-- start INFORMATION PROVIDED --

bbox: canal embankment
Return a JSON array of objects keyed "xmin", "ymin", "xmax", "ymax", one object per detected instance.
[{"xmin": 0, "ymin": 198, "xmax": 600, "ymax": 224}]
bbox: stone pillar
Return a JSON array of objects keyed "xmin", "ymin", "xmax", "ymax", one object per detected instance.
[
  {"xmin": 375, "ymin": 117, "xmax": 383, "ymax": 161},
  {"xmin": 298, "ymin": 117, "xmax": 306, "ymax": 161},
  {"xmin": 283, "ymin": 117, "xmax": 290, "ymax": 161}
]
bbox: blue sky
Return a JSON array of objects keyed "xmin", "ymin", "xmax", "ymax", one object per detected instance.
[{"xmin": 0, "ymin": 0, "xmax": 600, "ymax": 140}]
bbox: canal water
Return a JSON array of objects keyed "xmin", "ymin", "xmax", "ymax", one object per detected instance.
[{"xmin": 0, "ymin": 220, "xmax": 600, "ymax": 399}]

-- end INFORMATION PROVIDED --

- [PROBLEM TO WORK ON]
Scale every bounding-box coordinate in the answers of the records above by 0.85, rounding to whole numbers with halves rounded up. Write out all the lines again, requests included, with the requests unchanged.

- [FULL OUTPUT]
bbox: canal embankment
Return a JSON array of objects keyed "xmin", "ymin", "xmax", "ymax", one object per detected instance.
[{"xmin": 0, "ymin": 168, "xmax": 510, "ymax": 190}]
bbox: stone pillar
Return a JSON array of objects keyed "xmin", "ymin", "xmax", "ymax", one object per detected instance.
[
  {"xmin": 319, "ymin": 99, "xmax": 326, "ymax": 137},
  {"xmin": 253, "ymin": 99, "xmax": 260, "ymax": 137},
  {"xmin": 241, "ymin": 99, "xmax": 247, "ymax": 137}
]
bbox: blue sky
Return a JSON array of objects keyed "xmin", "ymin", "xmax", "ymax", one object per detected instance.
[{"xmin": 0, "ymin": 0, "xmax": 510, "ymax": 119}]
bbox: canal water
Return a JSON array of objects keyed "xmin", "ymin", "xmax", "ymax", one object per detected instance.
[{"xmin": 0, "ymin": 187, "xmax": 510, "ymax": 339}]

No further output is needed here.